* CONSIGNE: Dans le texte ci-dessous sur le commerce de circuit, recopiez mot pour mot le passage qui va de « Mais ce n’est » jusqu'à « pour l’y déterminer. » inclus.

* TEXTE DE LECTURE:
Les imputations pour la revente sont plus particulièrement désignées sous la dénomination de commerce étranger de circuit ; elles n’offrent que des avantages, et point d’inconvéniens.

On a dit cependant que le capital employé à ce genre de commerce soutient le travail de l’étranger au préjudice du travail national.

Mais ce n’est là qu’une vaine assertion que rien ne justifie, et qui ne peut pas résister aux plus simples réflexions.

N’est-il pas, en effet, évident que si le capitaliste qui emploie son capital dans le commerce de circuit pouvait l’employer dans son pays avec le même avantage, il le ferait certainement ; la seule considération qu’il aurait moins de risque à courir dans un emploi effectué près de toi que dans un emploi éloigné, suffirait pour l’y déterminer.

Il n’est pas d’ailleurs exact de dire que le commerce de circuit favorise le travail étranger aux dépens du travail national. Ce commerce concourt au travail du pays, soit par la construction des navires, soit par la navigation, soit par le déchargement et le rechargement des marchandises, soit par la commission, soit par toutes les autres opérations que ce commerce nécessite.

On a d’autant plus de peine à comprendre la critique qu’on a faite et qu’on fait encore de ce commerce, qu’il favorise singulièrement le commerce direct des produits nationaux avec l’étranger, et lui est peut-être indispensable ; c’est lui en effet qui facilite l’assortiment des cargaisons, et les approprie aux besoins, aux goûts et aux caprices de l’étranger ; aussi a-t-il été de tout temps un objet de prédilection pour tous les peuples navigateurs, et on lui a fait l’honneur de l’accumulation des richesses dont ces peuples ont seuls donné l’exemple au monde.

Les importations pour la revente ou le commerce de circuit ne méritent donc pas la proscription dont on les a frappées contre les véritables intérêts de la richesse générale.

* LIGNES DE DONNÉES:
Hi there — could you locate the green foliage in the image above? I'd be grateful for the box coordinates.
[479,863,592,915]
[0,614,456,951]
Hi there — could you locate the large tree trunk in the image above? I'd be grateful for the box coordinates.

* CORRIGÉ:
Mais ce n’est là qu’une vaine assertion que rien ne justifie, et qui ne peut pas résister aux plus simples réflexions.

N’est-il pas, en effet, évident que si le capitaliste qui emploie son capital dans le commerce de circuit pouvait l’employer dans son pays avec le même avantage, il le ferait certainement ; la seule considération qu’il aurait moins de risque à courir dans un emploi effectué près de toi que dans un emploi éloigné, suffirait pour l’y déterminer.